What is needed:
Reproduce the listing below word for word, keeping every character unchanged.

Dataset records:
__________

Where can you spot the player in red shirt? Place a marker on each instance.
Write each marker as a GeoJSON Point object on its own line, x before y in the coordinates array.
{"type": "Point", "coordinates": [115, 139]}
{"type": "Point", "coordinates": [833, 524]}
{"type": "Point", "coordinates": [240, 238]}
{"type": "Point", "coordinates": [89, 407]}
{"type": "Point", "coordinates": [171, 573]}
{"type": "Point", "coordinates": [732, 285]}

__________

Solution to this exercise:
Where can you spot the player in red shirt? Place a marker on each instance.
Write each marker as a GeoJSON Point object on its own line, x before y in the coordinates array.
{"type": "Point", "coordinates": [115, 139]}
{"type": "Point", "coordinates": [833, 524]}
{"type": "Point", "coordinates": [240, 238]}
{"type": "Point", "coordinates": [89, 407]}
{"type": "Point", "coordinates": [171, 573]}
{"type": "Point", "coordinates": [732, 285]}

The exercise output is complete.